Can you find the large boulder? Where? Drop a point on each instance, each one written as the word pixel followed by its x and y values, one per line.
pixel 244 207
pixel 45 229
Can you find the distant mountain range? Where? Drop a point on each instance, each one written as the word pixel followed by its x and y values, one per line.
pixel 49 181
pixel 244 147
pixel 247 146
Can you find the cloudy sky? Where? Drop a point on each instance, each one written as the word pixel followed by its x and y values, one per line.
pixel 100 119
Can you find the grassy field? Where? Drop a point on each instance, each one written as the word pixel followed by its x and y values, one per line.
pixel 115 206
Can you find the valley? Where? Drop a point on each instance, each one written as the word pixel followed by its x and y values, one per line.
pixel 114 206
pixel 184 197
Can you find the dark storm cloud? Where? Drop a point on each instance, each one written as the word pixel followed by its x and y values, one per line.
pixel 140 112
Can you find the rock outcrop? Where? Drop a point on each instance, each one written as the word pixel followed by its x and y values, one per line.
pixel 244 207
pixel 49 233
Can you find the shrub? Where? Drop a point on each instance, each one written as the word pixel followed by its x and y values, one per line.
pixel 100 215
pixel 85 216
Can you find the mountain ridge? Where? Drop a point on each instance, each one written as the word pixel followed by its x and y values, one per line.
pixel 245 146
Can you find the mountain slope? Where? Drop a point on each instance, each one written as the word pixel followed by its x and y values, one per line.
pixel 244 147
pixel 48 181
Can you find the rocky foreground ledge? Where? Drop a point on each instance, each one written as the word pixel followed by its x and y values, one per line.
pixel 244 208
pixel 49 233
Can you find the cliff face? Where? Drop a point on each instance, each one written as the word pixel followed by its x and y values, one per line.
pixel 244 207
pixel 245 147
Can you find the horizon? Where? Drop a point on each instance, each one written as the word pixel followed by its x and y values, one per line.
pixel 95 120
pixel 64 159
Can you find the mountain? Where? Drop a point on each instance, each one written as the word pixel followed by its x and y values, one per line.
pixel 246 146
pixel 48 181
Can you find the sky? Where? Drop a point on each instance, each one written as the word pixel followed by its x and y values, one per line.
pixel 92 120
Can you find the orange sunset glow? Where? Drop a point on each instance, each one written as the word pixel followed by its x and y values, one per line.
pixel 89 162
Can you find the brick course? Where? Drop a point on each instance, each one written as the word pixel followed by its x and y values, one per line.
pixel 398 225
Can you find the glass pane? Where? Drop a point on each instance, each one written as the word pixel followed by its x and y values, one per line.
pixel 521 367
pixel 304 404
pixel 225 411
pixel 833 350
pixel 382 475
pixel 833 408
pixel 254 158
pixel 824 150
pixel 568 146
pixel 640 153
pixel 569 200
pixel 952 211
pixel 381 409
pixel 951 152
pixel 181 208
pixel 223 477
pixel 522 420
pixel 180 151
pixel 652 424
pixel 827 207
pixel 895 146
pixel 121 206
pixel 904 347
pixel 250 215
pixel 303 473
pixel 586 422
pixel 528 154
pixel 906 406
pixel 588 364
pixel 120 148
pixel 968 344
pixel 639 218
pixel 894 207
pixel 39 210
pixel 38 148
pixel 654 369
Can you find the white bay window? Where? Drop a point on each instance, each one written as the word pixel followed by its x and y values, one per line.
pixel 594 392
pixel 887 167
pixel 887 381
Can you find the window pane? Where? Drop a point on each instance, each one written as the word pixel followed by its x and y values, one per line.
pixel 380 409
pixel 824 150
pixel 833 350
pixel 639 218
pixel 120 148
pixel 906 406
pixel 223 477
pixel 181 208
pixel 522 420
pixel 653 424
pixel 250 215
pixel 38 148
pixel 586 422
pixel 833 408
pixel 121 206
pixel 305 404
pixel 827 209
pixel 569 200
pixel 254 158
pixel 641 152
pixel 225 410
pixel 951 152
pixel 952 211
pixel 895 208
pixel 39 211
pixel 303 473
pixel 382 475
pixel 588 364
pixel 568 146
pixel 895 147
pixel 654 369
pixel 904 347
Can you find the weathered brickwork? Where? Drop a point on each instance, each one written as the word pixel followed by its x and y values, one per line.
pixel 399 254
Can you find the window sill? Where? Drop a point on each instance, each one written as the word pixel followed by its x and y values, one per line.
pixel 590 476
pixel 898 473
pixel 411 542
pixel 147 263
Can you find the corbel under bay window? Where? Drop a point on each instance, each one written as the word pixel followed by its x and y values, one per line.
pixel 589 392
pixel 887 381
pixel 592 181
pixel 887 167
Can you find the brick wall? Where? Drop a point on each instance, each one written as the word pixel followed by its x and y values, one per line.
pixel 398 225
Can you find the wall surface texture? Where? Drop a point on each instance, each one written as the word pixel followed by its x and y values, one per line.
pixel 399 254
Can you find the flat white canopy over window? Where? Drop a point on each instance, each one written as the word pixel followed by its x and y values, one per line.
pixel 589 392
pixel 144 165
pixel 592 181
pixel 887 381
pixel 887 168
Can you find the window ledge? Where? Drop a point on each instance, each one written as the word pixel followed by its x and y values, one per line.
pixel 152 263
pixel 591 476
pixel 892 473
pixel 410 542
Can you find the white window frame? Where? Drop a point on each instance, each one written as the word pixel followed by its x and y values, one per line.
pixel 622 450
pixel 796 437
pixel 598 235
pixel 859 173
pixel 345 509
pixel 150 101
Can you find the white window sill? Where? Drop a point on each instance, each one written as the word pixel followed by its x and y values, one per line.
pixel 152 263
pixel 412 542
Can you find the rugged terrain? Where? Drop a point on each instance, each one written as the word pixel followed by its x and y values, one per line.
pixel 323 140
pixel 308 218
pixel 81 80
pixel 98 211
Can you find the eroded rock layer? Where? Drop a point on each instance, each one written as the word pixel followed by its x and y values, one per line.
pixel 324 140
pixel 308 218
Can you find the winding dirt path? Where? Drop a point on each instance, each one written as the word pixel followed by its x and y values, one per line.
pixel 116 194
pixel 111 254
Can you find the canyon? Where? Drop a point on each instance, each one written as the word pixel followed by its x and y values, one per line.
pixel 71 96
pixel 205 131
──────────────────────────────
- [What is needed] Copy every record above verbatim, keeping each line and its order unchanged.

- [Result]
Can you find the large boulder? Where? Drop a point on each instance, each one written as the word pixel followed by its x and y values, one per line.
pixel 244 207
pixel 45 229
Can you find the distant mountain range? Where? Drop a point on each instance, each one written as the word pixel followed by its x and y values, one per line.
pixel 49 181
pixel 244 147
pixel 247 146
Can you find the cloudy sky? Where? Drop a point on each instance, each one written as the word pixel followed by its x and y values, one per line.
pixel 100 119
Can you find the grassy field? Where? Drop a point on each instance, each one written as the word pixel followed by its x and y values, one per line.
pixel 115 206
Can you find the valley? Where? Drop a point on each instance, each one written as the word pixel followed by its x and y values, one per line.
pixel 114 206
pixel 184 197
Can you find the dark storm cloud? Where? Drop a point on each instance, each one written as the word pixel followed by its x and y values, one per line.
pixel 140 112
Can you find the rock outcrop? Where? Drop a point on each instance, each one written as the word pixel followed by its x and y values, one per line.
pixel 244 207
pixel 49 233
Can you find the shrub? Where? Drop a point on each instance, each one written as the word pixel followed by its x and y values, one per line.
pixel 100 215
pixel 85 216
Can you find the mountain ridge? Where? Drop a point on each instance, each one written as the word pixel followed by its x and y values, one per line.
pixel 245 146
Can you find the mountain slope? Where? Drop a point on each instance, each one written as the word pixel followed by its x and y values, one per line.
pixel 244 147
pixel 48 181
Can you find the rocky foreground ledge? Where? Drop a point on each instance, each one written as the word pixel followed by its x and y values, one per line.
pixel 244 208
pixel 49 233
Can you find the cliff face? Where? Drop a point on each instance, each one written as the word pixel followed by its x and y values, one per line.
pixel 244 207
pixel 245 147
Can you find the horizon? Where? Drop a point on each instance, each one written as the word pixel followed by its x and y values, one per line.
pixel 95 120
pixel 64 159
Can you find the mountain? Where? Drop a point on each instance, each one written as the word pixel followed by its x and y values, one per line.
pixel 246 146
pixel 48 181
Can you find the sky? Where? Drop a point on each instance, each one written as the word pixel followed by its x and y values, one per line.
pixel 92 120
Can you find the orange sunset glow? Where? Drop a point on each instance, each one written as the word pixel followed by its x and y values, one per line.
pixel 89 162
Can you find the brick course? Where? Drop a point on each instance, each one written as the word pixel followed by its x and y values, one per line.
pixel 398 225
Can you find the glass pane? Where? Drop a point on each instance, each one written as the word pixel followed by its x and y values, one per line.
pixel 521 367
pixel 304 404
pixel 225 411
pixel 833 350
pixel 382 475
pixel 833 408
pixel 254 158
pixel 824 150
pixel 568 146
pixel 640 153
pixel 569 200
pixel 952 211
pixel 381 409
pixel 951 152
pixel 181 208
pixel 223 477
pixel 522 420
pixel 180 151
pixel 652 424
pixel 827 207
pixel 895 146
pixel 121 206
pixel 904 347
pixel 250 215
pixel 303 473
pixel 586 422
pixel 528 154
pixel 906 406
pixel 588 364
pixel 120 148
pixel 968 344
pixel 639 218
pixel 894 207
pixel 39 210
pixel 38 148
pixel 654 369
Can you find the white bay window? Where? Drop a point on each instance, each one written as the word pixel followed by its x and y values, one per line.
pixel 594 392
pixel 887 167
pixel 887 381
Can you find the window pane? Where? Drop a point on each instance, each one written as the word pixel followed by its x and y values, one per line.
pixel 380 409
pixel 824 150
pixel 833 350
pixel 639 218
pixel 120 148
pixel 906 406
pixel 223 477
pixel 181 208
pixel 522 420
pixel 653 424
pixel 250 215
pixel 38 148
pixel 586 422
pixel 833 408
pixel 121 206
pixel 305 404
pixel 827 209
pixel 569 200
pixel 254 158
pixel 641 152
pixel 225 410
pixel 951 152
pixel 952 211
pixel 895 208
pixel 39 211
pixel 303 473
pixel 382 475
pixel 588 364
pixel 568 146
pixel 895 147
pixel 654 369
pixel 904 347
Can you find the weathered brickwork? Where? Drop a point on each instance, each one written as the word pixel followed by its x and y values, one per line.
pixel 399 254
Can you find the window sill? Where? Drop a point on each instance, each one written as the word pixel followed by its x and y values, one per line.
pixel 590 476
pixel 898 473
pixel 411 542
pixel 147 263
Can you find the corbel under bay window? Where? Drop a point on each instance, each one written as the word pixel followed by its x and y values, one per line.
pixel 589 392
pixel 887 381
pixel 592 181
pixel 887 167
Can you find the brick wall? Where? Drop a point on each instance, each one written as the word pixel followed by its x and y values, one per line.
pixel 398 225
Can you find the wall surface texture? Where? Drop a point on each instance, each one written as the word pixel followed by its x and y values, one per line.
pixel 399 254
Can you find the flat white canopy over window? Where? Drop a point on each instance, each one written as the word pixel followed by its x and y values, one per line.
pixel 589 392
pixel 144 165
pixel 592 181
pixel 887 381
pixel 887 168
Can you find the window ledge? Where? Drop a point on each instance, each one written as the word pixel followed by its x and y values, one per line.
pixel 152 263
pixel 591 476
pixel 892 473
pixel 410 542
Can you find the white window frame? Where? Drop a point on each instance, each one written as the word pixel followed by its x and y values, one per line.
pixel 622 450
pixel 796 437
pixel 598 235
pixel 859 173
pixel 345 509
pixel 150 101
Can you find the white window sill? Where? Drop a point on each instance, each one written as the word pixel followed by its x and y values, one per line.
pixel 152 263
pixel 412 542
Can you find the rugged terrain? Where? Drop a point on each instance, each one written as the word pixel followed by its x and y values, one per line.
pixel 323 140
pixel 308 218
pixel 81 80
pixel 98 211
Can you find the eroded rock layer? Where? Drop a point on each instance, each one written as the word pixel followed by its x and y values, one per line.
pixel 324 140
pixel 308 218
Can you find the winding dirt path? Where? Drop a point on each instance, each one written as the word pixel followed by its x and y values, one per line.
pixel 116 194
pixel 111 254
Can you find the canyon? Where? Drop a point on each instance, each one written as the word pixel followed by its x and y values, one per line.
pixel 71 96
pixel 205 131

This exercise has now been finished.